◆ **What you have to do**
In the text about yapim tasks, what kind of class is an AggregateTask allowed to depend on?

◆ **Extract to read**
As items from the input set complete each task, valid output will be automatically copied to a separate output directory. This allows for fast transfer of completed results between workstations, as well as the ability to use results generated by one pipeline as output into another pipeline.

Task lifecycle and methods

The Task and AggregateTask classes follow a specific lifecycle that affords internal dependency graph generation and output accumulation. (Note: Below, “start time” refers to when a yapim pipeline is first launched).

requires(): Tasks define a list of other Task classes that provide direct input. This method is used to provide an initial topological sort.
depends(): Yapim’s modular Task design allows for a Task/AggregateTask to be reused as dependencies in other Tasks. For example, a Task may be run multiple times at different points in a data analysis pipeline on newly-identified information, or a wrapper Task may expose a program that is used in multiple pipelines. A dependency graph is also generated in the case of dependencies depending on other dependencies. A Task may only depend on other Tasks, and an AggregateTask may only depend on other AggregateTasks.
__init__(*args, **kwargs): Once the pipeline is parsed into a list of tasks to complete, the yapim executor will begin using the defined Task/AggregateTask class blueprints to complete the analysis pipeline.
- super().__init__(*args, **kwargs): After calling the superclass initializer, all attributes are available for use, such as output, input, wdir, etc. (link to documentation).
- self.output: Within the initializer, Tasks will typically define expected output. A Task can output any Python object. Any str or Path type variable will be validated as a file path and confirmed as output for this task (unless wrapped with the provided helper Result class). Additionally, the Task may define output that will be copied to a separate output directory.

◆ **Data to examine**
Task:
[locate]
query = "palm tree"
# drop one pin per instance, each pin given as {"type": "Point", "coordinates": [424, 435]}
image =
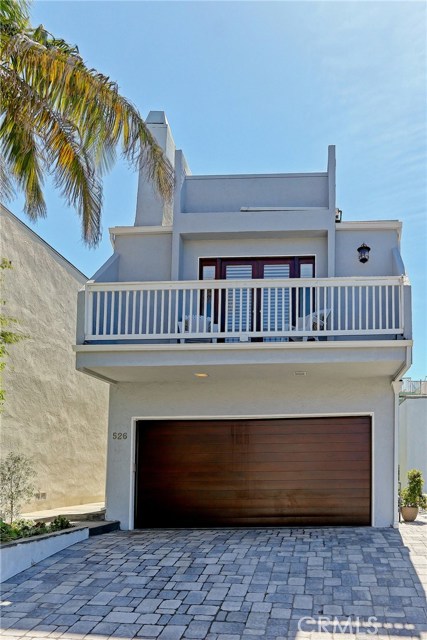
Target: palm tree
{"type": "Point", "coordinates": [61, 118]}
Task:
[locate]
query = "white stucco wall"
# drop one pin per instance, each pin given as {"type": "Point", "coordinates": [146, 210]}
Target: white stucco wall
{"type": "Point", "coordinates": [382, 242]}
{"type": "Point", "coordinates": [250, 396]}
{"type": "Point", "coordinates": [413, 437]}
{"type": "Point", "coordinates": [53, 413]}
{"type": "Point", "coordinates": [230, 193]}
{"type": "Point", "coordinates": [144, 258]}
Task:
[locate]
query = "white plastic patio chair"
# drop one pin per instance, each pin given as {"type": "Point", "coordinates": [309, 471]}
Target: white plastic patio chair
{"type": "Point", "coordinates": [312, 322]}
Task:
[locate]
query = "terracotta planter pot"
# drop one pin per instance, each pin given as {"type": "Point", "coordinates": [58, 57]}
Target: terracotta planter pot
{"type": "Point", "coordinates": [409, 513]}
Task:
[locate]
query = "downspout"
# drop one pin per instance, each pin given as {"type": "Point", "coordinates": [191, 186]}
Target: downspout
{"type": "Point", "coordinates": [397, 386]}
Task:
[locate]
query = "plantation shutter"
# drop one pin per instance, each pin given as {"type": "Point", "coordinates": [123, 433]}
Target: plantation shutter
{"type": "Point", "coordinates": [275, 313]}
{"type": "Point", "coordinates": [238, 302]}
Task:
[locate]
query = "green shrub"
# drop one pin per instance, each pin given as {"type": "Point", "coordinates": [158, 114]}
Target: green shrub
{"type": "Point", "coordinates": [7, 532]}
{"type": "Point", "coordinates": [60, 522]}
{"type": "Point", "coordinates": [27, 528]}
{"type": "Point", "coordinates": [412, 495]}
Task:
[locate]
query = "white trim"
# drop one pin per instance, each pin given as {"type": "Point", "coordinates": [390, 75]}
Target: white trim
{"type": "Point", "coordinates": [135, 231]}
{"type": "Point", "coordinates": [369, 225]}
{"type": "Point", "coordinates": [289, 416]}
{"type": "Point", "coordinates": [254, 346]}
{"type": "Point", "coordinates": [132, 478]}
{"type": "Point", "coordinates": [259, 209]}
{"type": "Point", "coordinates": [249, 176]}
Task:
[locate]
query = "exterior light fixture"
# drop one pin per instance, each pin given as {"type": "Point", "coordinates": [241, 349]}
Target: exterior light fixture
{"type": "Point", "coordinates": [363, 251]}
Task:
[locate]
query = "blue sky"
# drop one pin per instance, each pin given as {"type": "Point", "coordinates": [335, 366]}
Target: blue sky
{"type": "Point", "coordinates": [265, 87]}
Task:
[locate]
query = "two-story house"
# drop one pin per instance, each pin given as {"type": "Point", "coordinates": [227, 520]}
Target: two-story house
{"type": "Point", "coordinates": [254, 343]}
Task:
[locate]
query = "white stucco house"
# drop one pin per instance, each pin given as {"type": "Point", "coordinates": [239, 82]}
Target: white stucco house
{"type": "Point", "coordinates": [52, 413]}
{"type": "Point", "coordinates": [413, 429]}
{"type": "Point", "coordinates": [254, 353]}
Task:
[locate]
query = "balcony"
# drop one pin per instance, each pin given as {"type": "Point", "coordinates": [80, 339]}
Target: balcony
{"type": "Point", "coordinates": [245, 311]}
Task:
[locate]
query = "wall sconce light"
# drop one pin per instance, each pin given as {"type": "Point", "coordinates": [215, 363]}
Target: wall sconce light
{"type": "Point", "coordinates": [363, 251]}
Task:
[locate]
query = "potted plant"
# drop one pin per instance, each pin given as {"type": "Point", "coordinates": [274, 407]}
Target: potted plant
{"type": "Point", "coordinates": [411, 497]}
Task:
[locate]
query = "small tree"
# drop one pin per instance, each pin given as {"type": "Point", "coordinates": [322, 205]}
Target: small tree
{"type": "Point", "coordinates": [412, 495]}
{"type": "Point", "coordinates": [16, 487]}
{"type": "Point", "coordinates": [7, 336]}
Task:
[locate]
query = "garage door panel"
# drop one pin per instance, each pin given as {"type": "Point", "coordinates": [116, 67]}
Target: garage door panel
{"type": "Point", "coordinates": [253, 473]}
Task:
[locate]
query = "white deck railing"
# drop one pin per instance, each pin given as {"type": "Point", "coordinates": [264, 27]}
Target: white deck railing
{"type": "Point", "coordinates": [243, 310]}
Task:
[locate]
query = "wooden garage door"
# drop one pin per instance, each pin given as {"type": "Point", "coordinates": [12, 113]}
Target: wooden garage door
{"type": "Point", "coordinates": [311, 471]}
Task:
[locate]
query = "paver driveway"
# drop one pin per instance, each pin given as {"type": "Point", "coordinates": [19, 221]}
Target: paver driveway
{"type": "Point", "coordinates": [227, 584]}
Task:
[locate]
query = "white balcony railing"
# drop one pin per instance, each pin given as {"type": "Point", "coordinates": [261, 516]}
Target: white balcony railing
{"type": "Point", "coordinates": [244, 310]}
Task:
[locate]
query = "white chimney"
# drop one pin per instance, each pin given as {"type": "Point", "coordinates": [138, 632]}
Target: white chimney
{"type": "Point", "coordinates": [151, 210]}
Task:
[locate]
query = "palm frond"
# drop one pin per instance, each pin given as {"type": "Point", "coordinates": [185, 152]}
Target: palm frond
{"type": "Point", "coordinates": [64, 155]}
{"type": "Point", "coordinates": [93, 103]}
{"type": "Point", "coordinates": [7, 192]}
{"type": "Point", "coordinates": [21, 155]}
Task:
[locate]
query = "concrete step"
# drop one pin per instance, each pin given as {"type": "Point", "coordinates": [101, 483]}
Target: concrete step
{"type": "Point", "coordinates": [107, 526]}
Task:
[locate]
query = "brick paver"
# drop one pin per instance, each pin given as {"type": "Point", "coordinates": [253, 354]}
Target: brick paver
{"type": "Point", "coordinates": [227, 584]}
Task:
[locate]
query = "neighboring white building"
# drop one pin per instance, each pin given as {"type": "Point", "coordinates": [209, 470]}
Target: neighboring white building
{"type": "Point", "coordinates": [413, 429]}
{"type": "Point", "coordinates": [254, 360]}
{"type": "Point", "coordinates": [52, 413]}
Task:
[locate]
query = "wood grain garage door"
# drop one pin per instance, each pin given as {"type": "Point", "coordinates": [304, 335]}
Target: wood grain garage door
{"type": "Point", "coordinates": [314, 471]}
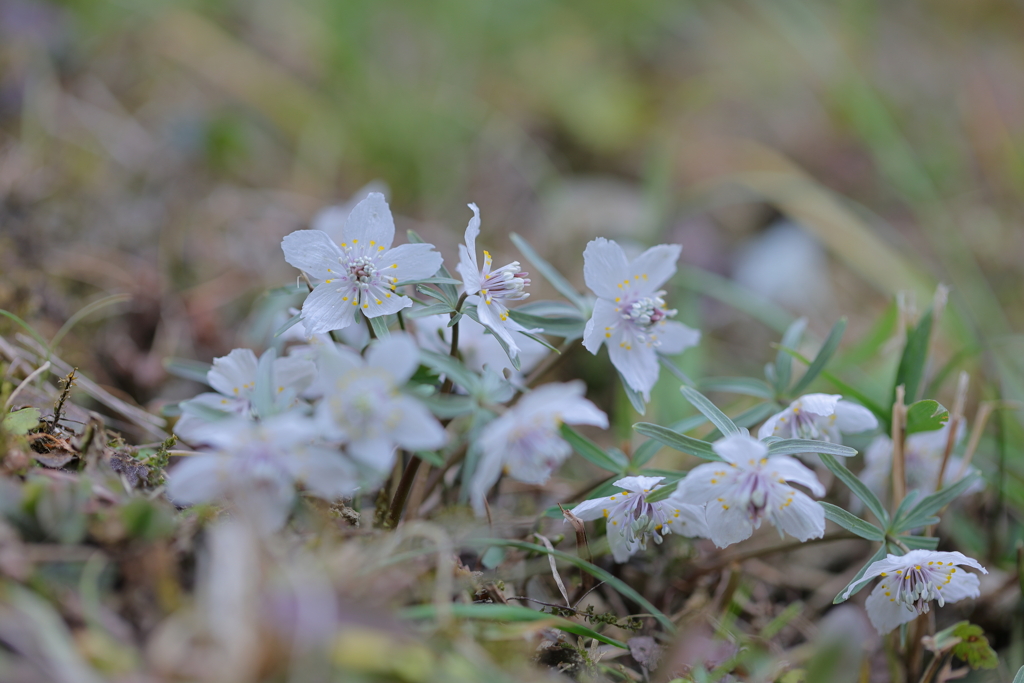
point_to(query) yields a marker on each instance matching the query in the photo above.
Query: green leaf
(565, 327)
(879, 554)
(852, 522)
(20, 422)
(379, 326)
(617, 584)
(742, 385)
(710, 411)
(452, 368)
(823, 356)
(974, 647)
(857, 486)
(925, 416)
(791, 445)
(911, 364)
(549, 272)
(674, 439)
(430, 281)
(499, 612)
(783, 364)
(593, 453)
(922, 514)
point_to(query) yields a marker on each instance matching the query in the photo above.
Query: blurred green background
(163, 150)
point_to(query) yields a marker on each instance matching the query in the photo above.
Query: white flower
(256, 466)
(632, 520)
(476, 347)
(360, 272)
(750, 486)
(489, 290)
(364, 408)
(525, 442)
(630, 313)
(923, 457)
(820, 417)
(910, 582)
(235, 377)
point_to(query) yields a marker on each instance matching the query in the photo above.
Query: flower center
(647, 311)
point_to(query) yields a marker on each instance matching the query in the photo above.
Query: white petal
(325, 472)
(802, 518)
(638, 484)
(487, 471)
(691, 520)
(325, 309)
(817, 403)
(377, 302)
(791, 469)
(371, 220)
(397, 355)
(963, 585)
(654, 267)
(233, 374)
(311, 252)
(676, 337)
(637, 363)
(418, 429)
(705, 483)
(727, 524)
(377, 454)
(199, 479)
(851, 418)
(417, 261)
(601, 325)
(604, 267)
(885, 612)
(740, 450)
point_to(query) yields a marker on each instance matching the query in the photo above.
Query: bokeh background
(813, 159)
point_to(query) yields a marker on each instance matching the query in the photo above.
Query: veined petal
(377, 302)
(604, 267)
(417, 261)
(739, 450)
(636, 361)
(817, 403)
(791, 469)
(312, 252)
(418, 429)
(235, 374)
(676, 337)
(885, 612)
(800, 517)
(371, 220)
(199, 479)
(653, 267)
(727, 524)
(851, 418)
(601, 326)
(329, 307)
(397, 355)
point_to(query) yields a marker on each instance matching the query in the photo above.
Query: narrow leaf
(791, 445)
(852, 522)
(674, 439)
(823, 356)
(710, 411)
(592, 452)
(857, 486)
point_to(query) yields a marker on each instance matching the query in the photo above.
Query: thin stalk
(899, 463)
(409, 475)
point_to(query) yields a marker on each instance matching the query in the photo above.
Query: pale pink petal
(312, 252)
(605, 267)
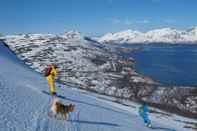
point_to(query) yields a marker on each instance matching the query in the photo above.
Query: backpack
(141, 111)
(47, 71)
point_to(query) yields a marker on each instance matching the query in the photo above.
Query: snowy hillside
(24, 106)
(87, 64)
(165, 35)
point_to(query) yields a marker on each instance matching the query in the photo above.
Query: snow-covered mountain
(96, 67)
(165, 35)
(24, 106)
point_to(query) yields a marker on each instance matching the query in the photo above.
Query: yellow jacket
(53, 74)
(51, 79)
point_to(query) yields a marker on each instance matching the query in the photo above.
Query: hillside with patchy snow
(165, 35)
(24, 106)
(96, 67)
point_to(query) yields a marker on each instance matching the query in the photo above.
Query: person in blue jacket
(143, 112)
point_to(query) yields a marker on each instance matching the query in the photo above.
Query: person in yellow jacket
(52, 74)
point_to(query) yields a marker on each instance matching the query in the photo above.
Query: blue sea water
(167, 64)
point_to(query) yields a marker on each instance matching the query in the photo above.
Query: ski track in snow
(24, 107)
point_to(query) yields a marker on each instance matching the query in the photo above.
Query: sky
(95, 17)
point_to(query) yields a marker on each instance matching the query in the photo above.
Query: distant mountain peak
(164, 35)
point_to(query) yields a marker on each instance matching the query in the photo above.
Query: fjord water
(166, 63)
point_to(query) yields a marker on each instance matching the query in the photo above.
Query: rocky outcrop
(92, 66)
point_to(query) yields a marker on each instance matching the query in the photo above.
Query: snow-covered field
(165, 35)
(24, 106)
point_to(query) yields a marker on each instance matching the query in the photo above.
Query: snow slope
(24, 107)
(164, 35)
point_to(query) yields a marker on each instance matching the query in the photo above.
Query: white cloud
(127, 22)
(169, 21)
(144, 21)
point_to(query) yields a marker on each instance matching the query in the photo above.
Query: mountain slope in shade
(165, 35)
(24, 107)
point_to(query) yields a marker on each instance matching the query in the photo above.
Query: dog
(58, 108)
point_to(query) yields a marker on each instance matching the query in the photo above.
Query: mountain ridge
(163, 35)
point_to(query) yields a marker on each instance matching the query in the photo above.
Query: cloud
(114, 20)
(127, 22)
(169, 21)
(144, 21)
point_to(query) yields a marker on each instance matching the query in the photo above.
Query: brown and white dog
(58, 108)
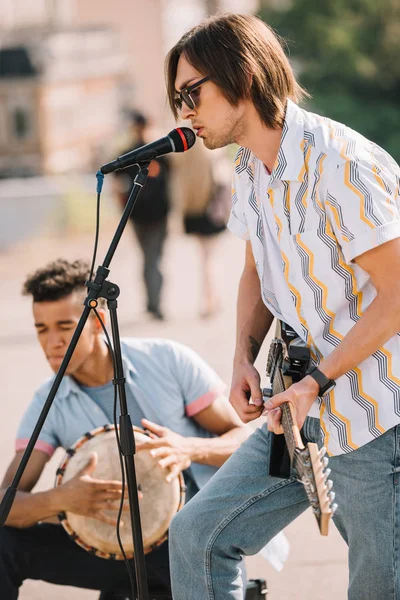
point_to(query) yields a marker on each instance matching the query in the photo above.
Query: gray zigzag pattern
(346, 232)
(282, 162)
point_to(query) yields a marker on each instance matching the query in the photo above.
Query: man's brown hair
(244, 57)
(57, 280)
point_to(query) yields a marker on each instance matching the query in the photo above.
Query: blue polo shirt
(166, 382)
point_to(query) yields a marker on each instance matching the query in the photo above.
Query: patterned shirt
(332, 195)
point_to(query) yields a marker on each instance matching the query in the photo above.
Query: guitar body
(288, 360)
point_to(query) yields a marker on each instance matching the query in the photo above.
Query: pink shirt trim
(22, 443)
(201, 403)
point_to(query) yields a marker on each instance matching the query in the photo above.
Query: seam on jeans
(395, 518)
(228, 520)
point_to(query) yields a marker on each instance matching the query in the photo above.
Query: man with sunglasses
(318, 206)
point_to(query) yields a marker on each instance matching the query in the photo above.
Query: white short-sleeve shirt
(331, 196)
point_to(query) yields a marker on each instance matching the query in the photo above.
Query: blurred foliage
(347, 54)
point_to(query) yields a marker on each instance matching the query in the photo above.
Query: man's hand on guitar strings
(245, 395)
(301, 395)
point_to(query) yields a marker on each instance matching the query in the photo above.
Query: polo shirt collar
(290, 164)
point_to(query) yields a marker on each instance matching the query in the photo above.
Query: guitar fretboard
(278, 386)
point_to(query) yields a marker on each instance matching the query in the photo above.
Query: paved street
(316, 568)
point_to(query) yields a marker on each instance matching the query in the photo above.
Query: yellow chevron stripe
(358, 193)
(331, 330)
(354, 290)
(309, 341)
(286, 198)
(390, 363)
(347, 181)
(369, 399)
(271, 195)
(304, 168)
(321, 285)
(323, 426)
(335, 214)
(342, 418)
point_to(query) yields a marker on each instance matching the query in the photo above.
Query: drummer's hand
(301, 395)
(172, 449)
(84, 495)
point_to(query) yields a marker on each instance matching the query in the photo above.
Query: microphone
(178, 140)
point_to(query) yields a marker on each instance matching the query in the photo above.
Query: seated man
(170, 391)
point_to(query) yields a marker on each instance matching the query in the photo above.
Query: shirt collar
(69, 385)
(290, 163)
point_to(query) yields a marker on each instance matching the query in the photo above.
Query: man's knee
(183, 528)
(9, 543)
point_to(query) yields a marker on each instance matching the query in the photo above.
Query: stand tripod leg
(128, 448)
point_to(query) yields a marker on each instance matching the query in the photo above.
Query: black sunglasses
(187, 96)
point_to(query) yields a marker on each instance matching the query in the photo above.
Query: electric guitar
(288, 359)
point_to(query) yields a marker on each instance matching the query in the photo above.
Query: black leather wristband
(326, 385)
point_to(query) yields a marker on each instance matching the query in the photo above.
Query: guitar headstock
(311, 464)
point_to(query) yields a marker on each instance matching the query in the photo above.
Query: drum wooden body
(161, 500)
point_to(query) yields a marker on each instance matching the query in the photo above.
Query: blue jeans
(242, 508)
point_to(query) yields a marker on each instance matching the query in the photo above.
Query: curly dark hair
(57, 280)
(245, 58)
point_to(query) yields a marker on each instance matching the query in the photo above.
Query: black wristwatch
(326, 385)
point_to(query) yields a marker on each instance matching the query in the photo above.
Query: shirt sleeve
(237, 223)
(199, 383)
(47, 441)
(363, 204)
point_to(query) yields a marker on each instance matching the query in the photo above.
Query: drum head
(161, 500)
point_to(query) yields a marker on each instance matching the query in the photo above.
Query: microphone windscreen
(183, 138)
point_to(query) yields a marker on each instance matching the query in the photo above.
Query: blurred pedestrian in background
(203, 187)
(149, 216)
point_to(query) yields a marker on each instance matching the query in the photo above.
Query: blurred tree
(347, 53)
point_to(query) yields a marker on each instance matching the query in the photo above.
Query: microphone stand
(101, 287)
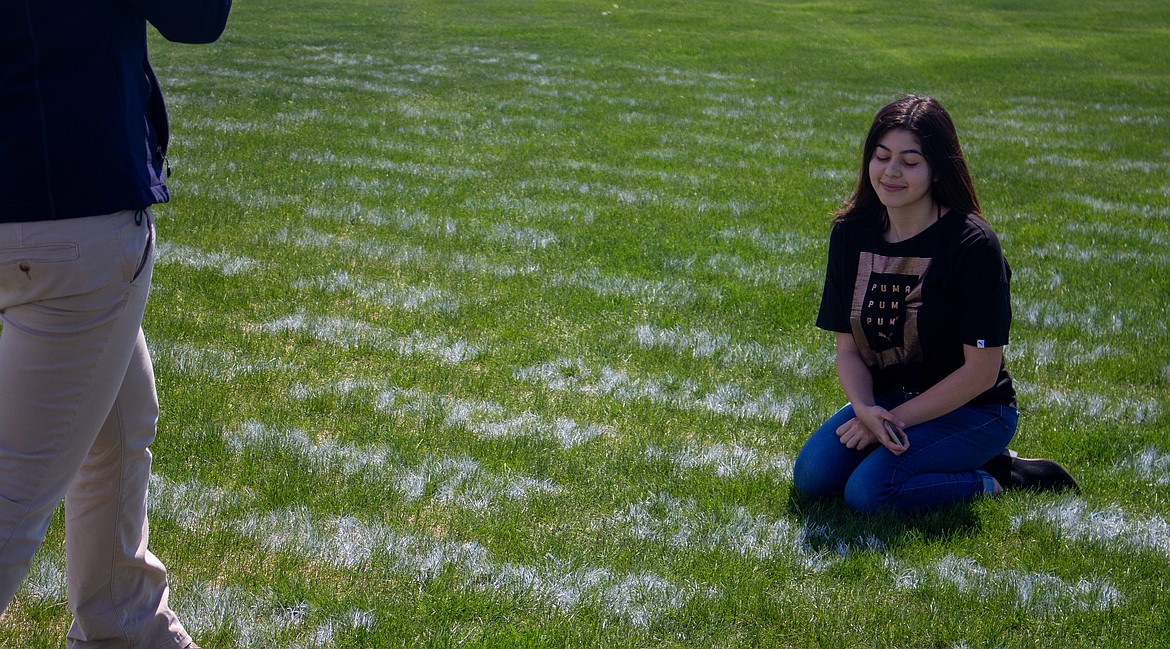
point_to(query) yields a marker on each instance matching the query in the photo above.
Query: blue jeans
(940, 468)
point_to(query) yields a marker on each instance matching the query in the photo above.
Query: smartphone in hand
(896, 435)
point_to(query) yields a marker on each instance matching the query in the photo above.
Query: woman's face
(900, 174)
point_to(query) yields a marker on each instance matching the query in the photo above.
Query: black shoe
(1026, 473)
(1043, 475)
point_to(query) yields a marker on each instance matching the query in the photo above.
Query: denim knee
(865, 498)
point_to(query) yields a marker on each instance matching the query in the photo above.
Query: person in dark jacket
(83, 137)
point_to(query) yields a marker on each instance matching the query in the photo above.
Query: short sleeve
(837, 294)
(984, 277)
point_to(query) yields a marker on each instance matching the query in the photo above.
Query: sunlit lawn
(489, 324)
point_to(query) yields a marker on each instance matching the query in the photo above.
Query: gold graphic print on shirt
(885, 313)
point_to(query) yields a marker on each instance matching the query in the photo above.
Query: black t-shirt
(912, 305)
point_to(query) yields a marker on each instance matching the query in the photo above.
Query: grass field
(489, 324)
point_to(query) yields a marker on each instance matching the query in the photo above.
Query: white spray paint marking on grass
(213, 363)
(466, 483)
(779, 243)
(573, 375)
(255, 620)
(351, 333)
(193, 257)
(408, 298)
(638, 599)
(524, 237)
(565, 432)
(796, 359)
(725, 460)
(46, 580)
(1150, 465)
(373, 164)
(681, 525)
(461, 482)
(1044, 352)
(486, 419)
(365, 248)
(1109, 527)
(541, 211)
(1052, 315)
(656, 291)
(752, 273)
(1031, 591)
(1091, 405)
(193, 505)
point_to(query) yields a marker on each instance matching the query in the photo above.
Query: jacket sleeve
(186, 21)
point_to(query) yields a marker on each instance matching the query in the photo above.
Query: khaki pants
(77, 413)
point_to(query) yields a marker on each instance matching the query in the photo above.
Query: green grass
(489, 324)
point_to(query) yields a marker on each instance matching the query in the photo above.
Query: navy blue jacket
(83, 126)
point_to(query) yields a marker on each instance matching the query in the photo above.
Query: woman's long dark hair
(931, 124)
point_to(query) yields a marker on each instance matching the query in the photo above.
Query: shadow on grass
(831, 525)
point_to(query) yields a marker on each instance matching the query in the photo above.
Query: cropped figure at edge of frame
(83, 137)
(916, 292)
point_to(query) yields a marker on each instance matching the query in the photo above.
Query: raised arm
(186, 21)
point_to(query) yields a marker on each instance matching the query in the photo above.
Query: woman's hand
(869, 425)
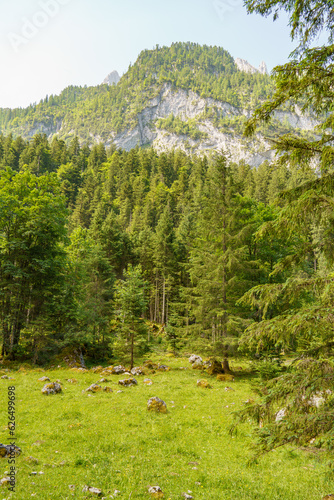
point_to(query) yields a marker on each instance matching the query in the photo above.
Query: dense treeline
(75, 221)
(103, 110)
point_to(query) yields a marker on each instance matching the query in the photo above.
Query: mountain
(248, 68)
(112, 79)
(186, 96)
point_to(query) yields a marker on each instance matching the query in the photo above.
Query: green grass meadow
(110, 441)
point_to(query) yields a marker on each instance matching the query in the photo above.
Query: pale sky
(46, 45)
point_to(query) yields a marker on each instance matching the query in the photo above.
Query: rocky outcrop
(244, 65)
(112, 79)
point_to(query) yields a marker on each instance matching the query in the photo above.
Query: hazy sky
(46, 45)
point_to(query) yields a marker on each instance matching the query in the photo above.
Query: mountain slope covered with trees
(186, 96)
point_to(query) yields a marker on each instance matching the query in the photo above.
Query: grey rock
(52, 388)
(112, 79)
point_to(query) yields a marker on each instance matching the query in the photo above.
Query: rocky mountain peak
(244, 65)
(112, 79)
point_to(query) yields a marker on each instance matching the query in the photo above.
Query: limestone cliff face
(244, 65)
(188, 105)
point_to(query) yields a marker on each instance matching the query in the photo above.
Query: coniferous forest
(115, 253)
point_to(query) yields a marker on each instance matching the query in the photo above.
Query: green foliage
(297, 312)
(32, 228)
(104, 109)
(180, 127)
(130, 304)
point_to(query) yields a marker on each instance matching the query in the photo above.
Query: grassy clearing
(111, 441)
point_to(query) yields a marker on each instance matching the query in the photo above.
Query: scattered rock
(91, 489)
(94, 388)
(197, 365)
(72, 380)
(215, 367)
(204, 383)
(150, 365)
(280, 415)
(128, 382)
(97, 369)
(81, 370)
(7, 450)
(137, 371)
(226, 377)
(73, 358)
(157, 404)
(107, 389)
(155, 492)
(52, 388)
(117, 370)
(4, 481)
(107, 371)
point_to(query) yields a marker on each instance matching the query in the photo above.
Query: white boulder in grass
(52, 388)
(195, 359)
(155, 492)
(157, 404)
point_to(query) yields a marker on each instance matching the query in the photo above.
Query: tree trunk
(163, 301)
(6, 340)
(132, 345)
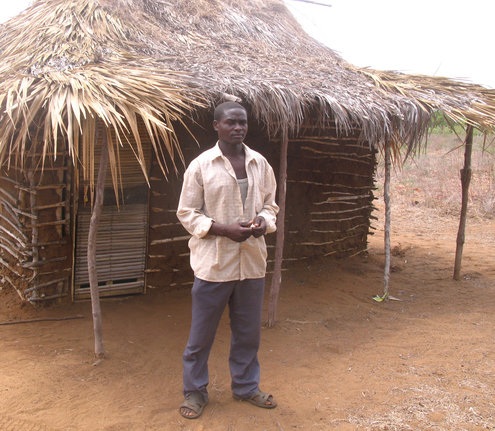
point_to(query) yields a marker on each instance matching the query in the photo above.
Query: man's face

◆ **Answer box**
Only other AggregateTasks.